'''
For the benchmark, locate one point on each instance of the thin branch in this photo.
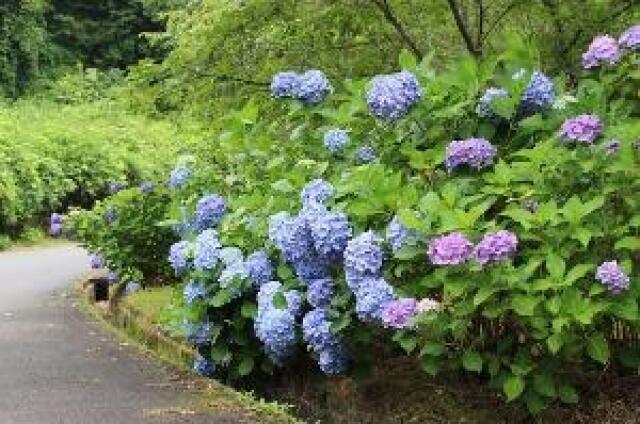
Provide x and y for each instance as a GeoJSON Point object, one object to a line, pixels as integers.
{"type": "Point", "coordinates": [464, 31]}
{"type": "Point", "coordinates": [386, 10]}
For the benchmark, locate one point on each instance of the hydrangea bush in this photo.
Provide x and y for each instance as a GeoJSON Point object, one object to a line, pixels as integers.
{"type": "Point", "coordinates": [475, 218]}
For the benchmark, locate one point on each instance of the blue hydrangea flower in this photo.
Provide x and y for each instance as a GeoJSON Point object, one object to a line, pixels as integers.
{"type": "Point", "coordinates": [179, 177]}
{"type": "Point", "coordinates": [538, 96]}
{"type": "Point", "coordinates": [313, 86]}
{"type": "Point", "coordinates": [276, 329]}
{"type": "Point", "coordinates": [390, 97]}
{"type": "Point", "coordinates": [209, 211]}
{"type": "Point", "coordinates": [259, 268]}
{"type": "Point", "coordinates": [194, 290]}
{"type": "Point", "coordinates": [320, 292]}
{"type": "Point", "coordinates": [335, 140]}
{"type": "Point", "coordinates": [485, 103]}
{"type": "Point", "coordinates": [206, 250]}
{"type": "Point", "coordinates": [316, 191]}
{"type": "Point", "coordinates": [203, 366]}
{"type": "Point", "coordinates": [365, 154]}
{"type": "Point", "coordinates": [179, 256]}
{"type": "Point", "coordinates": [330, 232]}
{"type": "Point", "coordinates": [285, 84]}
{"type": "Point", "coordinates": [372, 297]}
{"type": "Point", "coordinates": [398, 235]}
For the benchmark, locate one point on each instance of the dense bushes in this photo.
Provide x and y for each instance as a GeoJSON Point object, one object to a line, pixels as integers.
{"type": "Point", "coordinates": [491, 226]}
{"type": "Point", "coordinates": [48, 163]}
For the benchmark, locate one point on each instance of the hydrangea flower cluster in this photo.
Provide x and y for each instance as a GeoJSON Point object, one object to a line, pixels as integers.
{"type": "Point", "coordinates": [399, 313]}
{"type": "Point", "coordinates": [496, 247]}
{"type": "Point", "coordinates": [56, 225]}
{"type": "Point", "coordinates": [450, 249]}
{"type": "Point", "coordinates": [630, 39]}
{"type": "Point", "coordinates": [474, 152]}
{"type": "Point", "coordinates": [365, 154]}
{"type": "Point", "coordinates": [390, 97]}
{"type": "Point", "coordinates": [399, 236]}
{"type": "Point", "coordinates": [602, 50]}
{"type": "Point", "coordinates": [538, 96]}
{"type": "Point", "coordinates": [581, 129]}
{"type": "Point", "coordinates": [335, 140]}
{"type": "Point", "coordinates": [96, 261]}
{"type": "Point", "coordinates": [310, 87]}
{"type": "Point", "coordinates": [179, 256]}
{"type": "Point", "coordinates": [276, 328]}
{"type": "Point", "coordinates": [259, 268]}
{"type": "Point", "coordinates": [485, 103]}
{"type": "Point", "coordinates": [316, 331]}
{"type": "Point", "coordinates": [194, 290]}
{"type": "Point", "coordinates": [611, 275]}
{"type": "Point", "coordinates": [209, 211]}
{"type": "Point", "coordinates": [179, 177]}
'''
'''
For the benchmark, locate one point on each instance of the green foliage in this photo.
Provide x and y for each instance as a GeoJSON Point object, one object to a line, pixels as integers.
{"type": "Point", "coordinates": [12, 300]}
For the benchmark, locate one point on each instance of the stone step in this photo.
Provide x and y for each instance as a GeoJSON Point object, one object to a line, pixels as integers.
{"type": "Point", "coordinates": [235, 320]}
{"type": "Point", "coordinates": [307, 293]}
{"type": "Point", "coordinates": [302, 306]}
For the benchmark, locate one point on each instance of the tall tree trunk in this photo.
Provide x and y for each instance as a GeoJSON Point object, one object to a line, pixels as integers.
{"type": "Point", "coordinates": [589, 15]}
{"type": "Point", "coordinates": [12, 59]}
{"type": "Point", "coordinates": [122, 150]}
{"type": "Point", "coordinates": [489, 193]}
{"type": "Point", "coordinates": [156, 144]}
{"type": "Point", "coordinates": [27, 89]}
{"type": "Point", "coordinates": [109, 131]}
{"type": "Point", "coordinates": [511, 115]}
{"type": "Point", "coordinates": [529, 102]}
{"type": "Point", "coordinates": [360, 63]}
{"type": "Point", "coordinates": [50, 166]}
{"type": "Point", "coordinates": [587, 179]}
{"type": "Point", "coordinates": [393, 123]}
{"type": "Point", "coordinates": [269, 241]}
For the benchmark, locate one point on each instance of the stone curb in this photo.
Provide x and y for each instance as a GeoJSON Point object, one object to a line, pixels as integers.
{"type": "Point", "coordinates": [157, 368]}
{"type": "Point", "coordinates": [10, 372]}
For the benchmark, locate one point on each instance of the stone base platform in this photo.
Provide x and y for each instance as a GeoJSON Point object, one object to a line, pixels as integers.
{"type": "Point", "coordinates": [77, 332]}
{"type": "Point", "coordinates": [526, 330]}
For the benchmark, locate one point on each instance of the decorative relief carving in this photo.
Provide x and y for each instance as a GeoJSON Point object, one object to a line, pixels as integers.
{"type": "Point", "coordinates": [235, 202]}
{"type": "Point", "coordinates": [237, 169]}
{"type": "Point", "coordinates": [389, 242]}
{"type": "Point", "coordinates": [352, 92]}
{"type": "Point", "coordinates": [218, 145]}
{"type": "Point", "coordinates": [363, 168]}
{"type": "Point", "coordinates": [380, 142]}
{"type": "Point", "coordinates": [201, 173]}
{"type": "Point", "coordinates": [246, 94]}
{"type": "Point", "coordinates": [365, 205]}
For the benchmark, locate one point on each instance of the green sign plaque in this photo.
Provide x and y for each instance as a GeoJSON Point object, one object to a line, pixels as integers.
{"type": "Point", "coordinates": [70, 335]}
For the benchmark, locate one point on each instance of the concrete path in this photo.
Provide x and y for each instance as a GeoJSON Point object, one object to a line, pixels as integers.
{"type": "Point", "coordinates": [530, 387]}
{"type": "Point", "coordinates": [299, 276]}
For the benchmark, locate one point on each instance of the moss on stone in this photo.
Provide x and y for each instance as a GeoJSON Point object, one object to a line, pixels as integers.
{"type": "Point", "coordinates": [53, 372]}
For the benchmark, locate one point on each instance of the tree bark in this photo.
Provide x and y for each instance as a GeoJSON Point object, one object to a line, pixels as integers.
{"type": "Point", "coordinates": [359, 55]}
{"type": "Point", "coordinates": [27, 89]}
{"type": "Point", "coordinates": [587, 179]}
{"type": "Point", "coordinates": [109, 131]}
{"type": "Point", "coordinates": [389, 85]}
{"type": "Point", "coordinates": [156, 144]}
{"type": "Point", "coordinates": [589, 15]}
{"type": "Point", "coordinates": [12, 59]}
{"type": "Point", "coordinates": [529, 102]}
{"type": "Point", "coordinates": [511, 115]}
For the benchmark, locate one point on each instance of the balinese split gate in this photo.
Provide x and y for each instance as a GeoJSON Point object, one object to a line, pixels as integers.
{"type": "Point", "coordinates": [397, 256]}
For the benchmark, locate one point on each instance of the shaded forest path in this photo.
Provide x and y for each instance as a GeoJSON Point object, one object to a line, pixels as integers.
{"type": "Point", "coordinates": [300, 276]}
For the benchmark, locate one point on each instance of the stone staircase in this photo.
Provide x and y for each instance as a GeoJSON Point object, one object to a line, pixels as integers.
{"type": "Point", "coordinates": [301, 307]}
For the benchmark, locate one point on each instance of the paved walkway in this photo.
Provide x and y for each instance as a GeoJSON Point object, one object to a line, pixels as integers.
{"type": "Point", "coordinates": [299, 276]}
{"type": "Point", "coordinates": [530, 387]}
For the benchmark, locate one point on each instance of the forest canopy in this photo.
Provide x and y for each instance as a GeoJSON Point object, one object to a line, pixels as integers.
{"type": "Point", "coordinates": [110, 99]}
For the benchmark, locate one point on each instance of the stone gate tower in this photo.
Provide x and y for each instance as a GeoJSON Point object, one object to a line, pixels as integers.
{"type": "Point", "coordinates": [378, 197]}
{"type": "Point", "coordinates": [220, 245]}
'''
Collect every line in the records that contains the string "gate", and treat uppercase and lowercase as different.

For the benchmark, locate one point on each instance of the balinese split gate in this photo.
For the benchmark, locate one point on each instance of the stone gate tower in this photo.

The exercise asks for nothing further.